[[ EXTRACTED RECORDS open ]]

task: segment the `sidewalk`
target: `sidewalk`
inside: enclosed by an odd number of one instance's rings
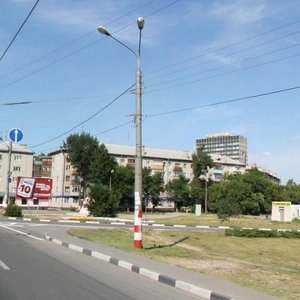
[[[174,265],[162,263],[134,253],[113,247],[85,241],[67,234],[67,229],[51,228],[46,238],[58,245],[79,251],[83,254],[113,263],[129,271],[139,273],[159,282],[191,292],[211,300],[278,300],[250,288],[217,279],[213,276],[189,271]]]

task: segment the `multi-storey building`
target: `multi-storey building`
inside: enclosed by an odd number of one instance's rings
[[[26,145],[12,143],[11,155],[9,142],[0,142],[0,206],[6,195],[9,181],[9,197],[15,200],[17,177],[32,177],[33,152]],[[10,170],[8,170],[10,165]]]
[[[247,164],[247,138],[231,133],[208,134],[206,138],[197,139],[196,147],[203,147],[208,154],[229,156],[243,164]]]
[[[49,155],[33,156],[33,177],[51,177],[52,158]]]
[[[134,168],[135,147],[105,144],[108,153],[112,155],[121,166]],[[165,150],[143,147],[143,168],[151,170],[152,174],[162,173],[164,184],[178,178],[180,175],[192,180],[192,152]],[[80,178],[77,171],[67,161],[67,152],[64,149],[49,154],[52,157],[52,200],[49,205],[53,207],[78,207],[80,195]],[[229,157],[212,155],[215,168],[211,170],[212,180],[219,181],[225,174],[244,173],[245,164]],[[168,195],[162,195],[164,208],[174,205],[168,200]]]
[[[49,207],[61,209],[78,207],[80,198],[80,177],[77,170],[68,162],[64,148],[49,153],[52,158],[52,199]]]

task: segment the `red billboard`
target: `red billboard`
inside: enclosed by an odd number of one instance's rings
[[[17,178],[17,197],[29,199],[50,199],[52,194],[51,178]]]

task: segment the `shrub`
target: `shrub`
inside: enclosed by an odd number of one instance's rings
[[[293,238],[300,239],[300,232],[297,231],[276,231],[276,230],[257,230],[257,229],[227,229],[226,236],[237,236],[247,238]]]
[[[23,217],[21,207],[13,202],[7,205],[5,215],[8,217]]]

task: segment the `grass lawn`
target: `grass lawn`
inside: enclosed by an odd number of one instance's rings
[[[151,215],[148,215],[149,220]],[[253,216],[240,216],[230,218],[222,222],[216,215],[202,215],[196,217],[194,214],[181,215],[174,218],[156,218],[154,219],[157,224],[167,225],[189,225],[189,226],[237,226],[237,227],[253,227],[253,228],[287,228],[300,230],[300,220],[293,222],[272,222],[264,217],[253,217]]]
[[[126,229],[70,229],[69,234],[229,279],[283,299],[300,299],[300,239],[145,229],[140,250],[133,248],[133,233]]]

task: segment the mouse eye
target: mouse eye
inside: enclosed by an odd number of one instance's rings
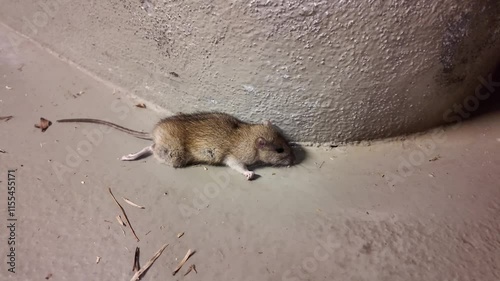
[[[283,153],[283,152],[285,152],[285,150],[283,149],[283,147],[279,147],[279,148],[276,148],[276,152]]]

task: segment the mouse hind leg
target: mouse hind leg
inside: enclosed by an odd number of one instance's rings
[[[153,148],[153,153],[158,161],[170,164],[174,168],[185,167],[189,162],[186,152],[181,147],[157,145]]]
[[[125,155],[121,158],[122,161],[134,161],[134,160],[139,160],[144,157],[148,157],[149,155],[153,154],[154,150],[154,144],[150,146],[146,146],[143,148],[141,151],[136,152],[136,153],[130,153],[128,155]]]

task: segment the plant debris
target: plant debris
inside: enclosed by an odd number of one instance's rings
[[[431,159],[429,159],[429,162],[436,161],[436,160],[438,160],[439,158],[441,158],[441,155],[434,156],[434,157],[432,157]]]
[[[132,206],[137,207],[137,208],[139,208],[139,209],[146,209],[145,207],[143,207],[143,206],[139,206],[139,205],[135,204],[134,202],[132,202],[132,201],[128,200],[128,199],[127,199],[127,198],[125,198],[125,197],[122,197],[122,199],[123,199],[123,201],[127,202],[129,205],[132,205]]]
[[[137,272],[139,269],[141,269],[141,266],[139,265],[139,247],[135,247],[135,254],[134,254],[134,266],[132,268],[132,271]]]
[[[73,96],[73,98],[75,98],[75,99],[76,99],[77,97],[79,97],[79,96],[81,96],[81,95],[83,95],[83,94],[85,94],[85,91],[80,91],[80,92],[78,92],[78,93],[76,93],[76,94],[72,94],[72,96]]]
[[[194,272],[195,272],[196,274],[198,274],[198,271],[196,271],[196,265],[192,264],[192,265],[188,268],[188,270],[186,271],[186,273],[184,273],[184,276],[188,275],[188,274],[189,274],[189,272],[191,272],[192,270],[194,270]]]
[[[40,123],[35,124],[35,128],[42,129],[42,132],[45,132],[50,127],[50,125],[52,125],[51,121],[49,121],[43,117],[40,117]]]
[[[134,276],[132,276],[132,279],[130,279],[130,281],[137,281],[139,280],[139,278],[141,277],[141,275],[146,271],[148,270],[151,265],[153,265],[153,263],[155,262],[155,260],[161,255],[161,253],[163,252],[163,250],[165,250],[165,248],[168,246],[168,244],[165,244],[161,247],[160,250],[158,250],[158,252],[156,252],[156,254],[141,268],[139,269],[139,271],[137,271]]]
[[[7,89],[7,90],[12,90],[12,87],[10,87],[10,86],[5,86],[5,89]]]
[[[1,149],[1,148],[0,148],[0,152],[1,152],[1,153],[7,153],[7,151],[5,151],[5,150],[3,150],[3,149]]]
[[[184,232],[177,233],[177,238],[181,238],[184,235]]]
[[[127,226],[127,225],[123,222],[123,220],[122,220],[122,216],[120,216],[120,215],[116,216],[116,220],[118,221],[118,223],[119,223],[120,225]]]
[[[45,280],[49,280],[50,277],[52,277],[52,273],[47,274],[47,276],[45,276]]]
[[[146,108],[146,104],[144,104],[144,103],[142,103],[142,102],[141,102],[141,103],[136,104],[135,106],[136,106],[136,107],[138,107],[138,108]]]
[[[99,262],[101,261],[101,257],[100,256],[97,256],[97,258],[95,259],[95,263],[96,264],[99,264]]]
[[[122,205],[120,205],[120,203],[118,203],[115,196],[113,195],[113,192],[111,192],[111,187],[108,188],[108,191],[109,191],[109,194],[111,194],[111,197],[113,197],[113,200],[115,200],[116,205],[118,205],[118,207],[120,207],[120,210],[122,210],[123,216],[125,217],[125,220],[127,221],[128,226],[130,227],[130,230],[132,230],[132,233],[134,234],[135,239],[137,239],[137,242],[139,242],[139,237],[137,237],[137,234],[135,234],[135,230],[132,227],[132,224],[130,223],[130,221],[127,217],[127,214],[125,213],[125,210],[123,209]]]
[[[325,161],[321,162],[319,165],[318,165],[318,162],[314,162],[314,164],[316,164],[316,166],[318,166],[318,169],[321,169],[321,167],[323,167],[323,164],[325,164]]]
[[[7,122],[7,121],[9,121],[10,119],[12,119],[12,117],[13,117],[12,115],[10,115],[10,116],[0,116],[0,120],[3,120],[3,121],[5,121],[5,122]]]
[[[190,256],[192,256],[196,251],[192,251],[191,249],[189,249],[186,253],[186,255],[184,256],[184,258],[181,260],[181,262],[179,263],[179,265],[177,266],[177,268],[175,268],[174,272],[172,272],[172,275],[175,276],[175,274],[181,269],[181,267],[186,263],[186,261],[189,259]]]

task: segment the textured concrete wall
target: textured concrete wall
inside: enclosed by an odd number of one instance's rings
[[[500,57],[496,0],[2,2],[11,27],[172,112],[299,141],[443,123]]]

[[ EXTRACTED RECORDS closed ]]

Copy out, exactly and alone, the lines of the entries above between the ones holding "task: segment the mouse hind leg" and "target: plant debris", inclusive.

task: segment the mouse hind leg
target: mouse hind leg
inside: enclosed by an odd number of one instance's rings
[[[153,148],[153,153],[158,161],[170,164],[174,168],[185,167],[189,162],[186,152],[181,147],[157,145]]]
[[[125,155],[121,158],[122,161],[134,161],[134,160],[139,160],[144,157],[148,157],[149,155],[153,154],[154,150],[154,144],[150,146],[146,146],[143,148],[141,151],[136,152],[136,153],[130,153],[128,155]]]

task: segment the plant debris
target: plant debris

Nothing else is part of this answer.